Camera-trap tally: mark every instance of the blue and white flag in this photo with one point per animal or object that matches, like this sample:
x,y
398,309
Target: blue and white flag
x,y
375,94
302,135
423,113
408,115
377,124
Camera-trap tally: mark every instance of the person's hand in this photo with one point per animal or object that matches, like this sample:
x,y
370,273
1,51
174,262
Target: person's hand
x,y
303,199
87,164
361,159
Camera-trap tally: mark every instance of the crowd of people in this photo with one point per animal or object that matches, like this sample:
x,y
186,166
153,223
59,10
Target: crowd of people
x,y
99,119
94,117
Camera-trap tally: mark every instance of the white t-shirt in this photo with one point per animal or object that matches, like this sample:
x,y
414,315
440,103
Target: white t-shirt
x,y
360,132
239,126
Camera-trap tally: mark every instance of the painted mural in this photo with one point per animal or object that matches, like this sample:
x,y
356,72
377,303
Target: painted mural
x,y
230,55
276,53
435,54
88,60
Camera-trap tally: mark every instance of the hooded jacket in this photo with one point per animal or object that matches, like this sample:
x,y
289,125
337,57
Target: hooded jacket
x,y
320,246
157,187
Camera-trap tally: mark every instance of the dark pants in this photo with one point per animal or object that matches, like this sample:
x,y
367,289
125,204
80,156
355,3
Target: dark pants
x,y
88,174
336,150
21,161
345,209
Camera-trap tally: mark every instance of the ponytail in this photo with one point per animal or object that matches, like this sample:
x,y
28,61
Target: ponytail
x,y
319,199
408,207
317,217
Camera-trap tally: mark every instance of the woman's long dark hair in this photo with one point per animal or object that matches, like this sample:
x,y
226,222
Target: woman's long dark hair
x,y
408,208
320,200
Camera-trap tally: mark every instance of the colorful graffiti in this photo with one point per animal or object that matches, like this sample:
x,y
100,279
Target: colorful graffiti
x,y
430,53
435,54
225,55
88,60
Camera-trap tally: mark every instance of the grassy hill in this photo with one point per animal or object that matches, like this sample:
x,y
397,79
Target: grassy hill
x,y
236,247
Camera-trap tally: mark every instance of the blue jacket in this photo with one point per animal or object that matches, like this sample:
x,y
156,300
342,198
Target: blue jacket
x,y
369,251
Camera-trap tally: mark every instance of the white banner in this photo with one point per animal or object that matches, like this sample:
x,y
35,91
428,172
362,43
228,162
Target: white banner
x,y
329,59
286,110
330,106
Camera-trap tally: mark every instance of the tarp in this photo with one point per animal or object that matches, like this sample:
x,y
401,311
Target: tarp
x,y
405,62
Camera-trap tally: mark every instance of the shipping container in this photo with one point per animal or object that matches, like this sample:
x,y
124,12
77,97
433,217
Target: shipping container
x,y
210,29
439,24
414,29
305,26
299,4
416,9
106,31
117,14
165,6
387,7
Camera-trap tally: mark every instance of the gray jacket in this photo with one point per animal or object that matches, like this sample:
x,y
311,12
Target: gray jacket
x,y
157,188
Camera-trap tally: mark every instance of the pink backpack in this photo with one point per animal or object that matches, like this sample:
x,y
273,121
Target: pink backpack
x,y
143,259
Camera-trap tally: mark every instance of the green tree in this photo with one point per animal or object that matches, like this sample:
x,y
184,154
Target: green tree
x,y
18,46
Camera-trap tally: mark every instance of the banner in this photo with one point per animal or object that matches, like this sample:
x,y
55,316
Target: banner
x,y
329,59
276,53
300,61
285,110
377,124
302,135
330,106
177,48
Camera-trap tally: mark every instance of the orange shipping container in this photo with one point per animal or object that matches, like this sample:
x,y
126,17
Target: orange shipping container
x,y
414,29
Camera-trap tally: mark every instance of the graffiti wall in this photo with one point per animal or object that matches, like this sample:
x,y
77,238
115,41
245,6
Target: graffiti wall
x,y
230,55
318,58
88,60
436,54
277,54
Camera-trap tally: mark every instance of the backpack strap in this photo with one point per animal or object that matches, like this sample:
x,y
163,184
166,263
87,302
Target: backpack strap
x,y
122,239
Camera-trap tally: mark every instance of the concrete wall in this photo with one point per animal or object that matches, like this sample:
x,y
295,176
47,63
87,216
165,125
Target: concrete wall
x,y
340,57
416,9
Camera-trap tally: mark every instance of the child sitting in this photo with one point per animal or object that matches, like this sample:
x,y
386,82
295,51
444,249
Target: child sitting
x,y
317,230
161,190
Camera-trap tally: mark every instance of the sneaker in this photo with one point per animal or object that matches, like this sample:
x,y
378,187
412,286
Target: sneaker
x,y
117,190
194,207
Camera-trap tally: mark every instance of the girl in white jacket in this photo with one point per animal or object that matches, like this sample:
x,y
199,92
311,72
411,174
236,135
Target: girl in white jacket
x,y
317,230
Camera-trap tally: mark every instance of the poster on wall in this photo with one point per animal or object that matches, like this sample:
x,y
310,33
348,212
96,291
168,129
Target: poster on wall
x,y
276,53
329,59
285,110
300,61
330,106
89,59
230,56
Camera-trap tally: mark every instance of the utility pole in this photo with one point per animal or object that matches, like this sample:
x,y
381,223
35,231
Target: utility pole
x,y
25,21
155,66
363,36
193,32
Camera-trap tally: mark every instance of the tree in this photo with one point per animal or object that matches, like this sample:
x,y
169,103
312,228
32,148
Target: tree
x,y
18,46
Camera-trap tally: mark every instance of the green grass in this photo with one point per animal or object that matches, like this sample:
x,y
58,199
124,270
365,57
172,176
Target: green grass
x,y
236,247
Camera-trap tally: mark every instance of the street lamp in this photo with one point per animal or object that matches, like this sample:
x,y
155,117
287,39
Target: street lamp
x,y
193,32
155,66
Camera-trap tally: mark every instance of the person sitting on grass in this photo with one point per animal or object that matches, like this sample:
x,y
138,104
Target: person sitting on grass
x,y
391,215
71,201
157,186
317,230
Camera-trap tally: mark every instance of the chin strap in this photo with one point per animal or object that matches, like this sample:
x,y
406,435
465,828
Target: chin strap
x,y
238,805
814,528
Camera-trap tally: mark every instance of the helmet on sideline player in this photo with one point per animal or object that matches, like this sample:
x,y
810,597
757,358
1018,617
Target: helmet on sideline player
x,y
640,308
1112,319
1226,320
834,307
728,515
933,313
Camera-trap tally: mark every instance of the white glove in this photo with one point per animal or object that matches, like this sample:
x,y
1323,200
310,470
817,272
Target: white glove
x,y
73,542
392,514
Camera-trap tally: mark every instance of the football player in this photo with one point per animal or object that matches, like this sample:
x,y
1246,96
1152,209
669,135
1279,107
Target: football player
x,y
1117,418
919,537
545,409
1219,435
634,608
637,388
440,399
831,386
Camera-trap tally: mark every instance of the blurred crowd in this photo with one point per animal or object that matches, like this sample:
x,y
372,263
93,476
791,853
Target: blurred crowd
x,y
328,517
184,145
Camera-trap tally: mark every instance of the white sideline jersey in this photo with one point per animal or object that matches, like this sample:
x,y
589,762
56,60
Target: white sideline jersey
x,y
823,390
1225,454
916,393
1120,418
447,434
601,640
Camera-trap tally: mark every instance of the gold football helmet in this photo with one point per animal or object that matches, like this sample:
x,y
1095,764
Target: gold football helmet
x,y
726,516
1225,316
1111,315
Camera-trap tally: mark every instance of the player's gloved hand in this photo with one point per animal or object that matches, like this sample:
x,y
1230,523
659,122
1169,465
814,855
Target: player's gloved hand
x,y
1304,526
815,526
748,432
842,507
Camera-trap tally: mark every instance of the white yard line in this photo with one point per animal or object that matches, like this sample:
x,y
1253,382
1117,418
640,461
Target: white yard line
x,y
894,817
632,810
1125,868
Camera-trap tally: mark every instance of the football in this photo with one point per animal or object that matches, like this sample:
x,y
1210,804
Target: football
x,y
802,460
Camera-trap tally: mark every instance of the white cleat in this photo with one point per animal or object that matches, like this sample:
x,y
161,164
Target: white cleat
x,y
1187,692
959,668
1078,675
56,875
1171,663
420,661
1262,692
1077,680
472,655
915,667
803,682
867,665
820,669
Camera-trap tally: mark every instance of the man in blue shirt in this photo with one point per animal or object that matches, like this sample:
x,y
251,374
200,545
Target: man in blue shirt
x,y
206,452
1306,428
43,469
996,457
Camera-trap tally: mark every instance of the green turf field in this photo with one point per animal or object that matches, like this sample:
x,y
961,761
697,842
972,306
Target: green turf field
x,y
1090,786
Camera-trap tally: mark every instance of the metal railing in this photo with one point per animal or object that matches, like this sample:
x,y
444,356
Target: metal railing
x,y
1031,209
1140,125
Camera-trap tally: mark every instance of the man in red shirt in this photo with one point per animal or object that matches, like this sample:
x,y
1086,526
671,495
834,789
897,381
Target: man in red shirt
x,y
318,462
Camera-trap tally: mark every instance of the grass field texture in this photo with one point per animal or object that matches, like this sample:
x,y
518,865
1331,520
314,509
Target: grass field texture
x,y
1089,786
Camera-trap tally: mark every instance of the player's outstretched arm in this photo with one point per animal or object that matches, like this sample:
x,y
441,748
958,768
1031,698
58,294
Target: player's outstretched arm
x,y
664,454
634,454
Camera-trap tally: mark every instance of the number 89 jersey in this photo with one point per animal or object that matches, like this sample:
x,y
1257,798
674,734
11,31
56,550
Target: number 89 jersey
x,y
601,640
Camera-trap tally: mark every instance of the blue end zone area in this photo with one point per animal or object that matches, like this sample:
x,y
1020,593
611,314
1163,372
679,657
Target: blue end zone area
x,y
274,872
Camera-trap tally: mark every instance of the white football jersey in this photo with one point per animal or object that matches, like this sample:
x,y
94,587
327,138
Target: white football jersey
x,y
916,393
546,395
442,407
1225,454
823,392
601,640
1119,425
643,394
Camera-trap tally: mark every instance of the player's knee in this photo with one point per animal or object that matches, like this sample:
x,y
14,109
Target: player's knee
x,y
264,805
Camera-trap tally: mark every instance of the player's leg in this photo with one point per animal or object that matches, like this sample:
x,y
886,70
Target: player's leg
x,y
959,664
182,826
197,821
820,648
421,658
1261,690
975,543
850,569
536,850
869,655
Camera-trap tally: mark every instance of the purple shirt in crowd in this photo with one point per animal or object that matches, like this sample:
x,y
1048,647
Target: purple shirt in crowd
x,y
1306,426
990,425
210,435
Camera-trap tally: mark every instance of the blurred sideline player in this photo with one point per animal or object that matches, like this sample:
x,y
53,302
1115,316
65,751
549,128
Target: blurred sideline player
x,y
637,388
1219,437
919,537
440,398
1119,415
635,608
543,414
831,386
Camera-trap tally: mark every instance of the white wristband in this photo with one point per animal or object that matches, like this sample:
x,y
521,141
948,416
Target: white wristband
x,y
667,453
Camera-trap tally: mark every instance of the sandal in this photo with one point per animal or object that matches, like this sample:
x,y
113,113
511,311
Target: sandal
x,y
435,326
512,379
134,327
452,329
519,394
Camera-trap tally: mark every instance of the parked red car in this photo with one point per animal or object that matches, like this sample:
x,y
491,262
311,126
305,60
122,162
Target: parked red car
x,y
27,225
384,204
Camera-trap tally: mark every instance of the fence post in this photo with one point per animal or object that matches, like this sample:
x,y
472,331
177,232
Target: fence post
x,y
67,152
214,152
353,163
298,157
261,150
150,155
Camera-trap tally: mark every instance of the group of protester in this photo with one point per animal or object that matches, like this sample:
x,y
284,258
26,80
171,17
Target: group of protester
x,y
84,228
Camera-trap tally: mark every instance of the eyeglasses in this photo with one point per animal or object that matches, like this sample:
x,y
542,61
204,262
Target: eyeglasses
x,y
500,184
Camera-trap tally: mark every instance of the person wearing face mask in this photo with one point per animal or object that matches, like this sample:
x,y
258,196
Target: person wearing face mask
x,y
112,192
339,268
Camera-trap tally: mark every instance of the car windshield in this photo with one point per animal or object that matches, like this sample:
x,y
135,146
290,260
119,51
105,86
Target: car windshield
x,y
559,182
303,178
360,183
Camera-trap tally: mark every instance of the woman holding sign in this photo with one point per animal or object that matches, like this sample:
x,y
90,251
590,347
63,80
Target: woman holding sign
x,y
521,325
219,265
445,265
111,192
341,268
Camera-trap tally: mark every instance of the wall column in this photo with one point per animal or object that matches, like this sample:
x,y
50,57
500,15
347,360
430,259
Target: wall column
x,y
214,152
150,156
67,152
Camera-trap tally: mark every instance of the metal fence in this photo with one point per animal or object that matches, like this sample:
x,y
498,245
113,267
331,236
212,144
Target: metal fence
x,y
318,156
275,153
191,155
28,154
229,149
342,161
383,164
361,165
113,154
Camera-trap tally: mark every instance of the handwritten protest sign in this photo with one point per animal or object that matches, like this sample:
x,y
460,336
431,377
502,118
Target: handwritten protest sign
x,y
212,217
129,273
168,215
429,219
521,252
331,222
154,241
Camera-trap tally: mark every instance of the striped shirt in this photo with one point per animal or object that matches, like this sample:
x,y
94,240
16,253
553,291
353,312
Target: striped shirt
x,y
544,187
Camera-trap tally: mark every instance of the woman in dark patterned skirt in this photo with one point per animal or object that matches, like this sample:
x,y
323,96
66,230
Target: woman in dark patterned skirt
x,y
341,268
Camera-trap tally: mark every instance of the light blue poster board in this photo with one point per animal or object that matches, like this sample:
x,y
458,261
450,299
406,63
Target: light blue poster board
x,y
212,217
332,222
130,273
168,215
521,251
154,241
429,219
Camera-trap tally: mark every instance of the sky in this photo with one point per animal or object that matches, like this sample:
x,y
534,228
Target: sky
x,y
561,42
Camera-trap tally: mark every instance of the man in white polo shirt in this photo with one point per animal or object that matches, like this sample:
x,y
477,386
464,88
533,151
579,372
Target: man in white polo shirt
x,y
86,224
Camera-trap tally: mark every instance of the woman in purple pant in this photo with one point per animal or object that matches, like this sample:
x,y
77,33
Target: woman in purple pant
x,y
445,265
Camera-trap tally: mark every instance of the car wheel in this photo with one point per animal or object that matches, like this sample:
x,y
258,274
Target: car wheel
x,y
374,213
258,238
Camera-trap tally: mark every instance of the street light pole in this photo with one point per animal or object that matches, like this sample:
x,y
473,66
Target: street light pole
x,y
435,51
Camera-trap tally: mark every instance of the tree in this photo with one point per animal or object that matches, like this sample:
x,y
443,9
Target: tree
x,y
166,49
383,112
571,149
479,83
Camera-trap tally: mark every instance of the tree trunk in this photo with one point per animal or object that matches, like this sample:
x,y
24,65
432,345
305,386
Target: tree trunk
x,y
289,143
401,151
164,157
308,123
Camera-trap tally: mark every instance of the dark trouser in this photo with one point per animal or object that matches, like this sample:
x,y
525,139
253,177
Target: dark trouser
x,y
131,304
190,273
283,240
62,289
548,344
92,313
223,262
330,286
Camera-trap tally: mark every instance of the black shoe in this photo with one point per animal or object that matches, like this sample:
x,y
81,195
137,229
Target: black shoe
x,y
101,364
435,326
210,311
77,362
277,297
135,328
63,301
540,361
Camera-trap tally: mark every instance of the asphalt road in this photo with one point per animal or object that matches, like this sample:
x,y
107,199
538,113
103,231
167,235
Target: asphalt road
··········
**Exercise objective**.
Whenever a line of the data holds the string "asphalt", pick that line out.

**Expected output**.
Camera-trap tally: mark every instance of the asphalt road in this photo with one point per animal or object that matches, like this sample:
Target: asphalt road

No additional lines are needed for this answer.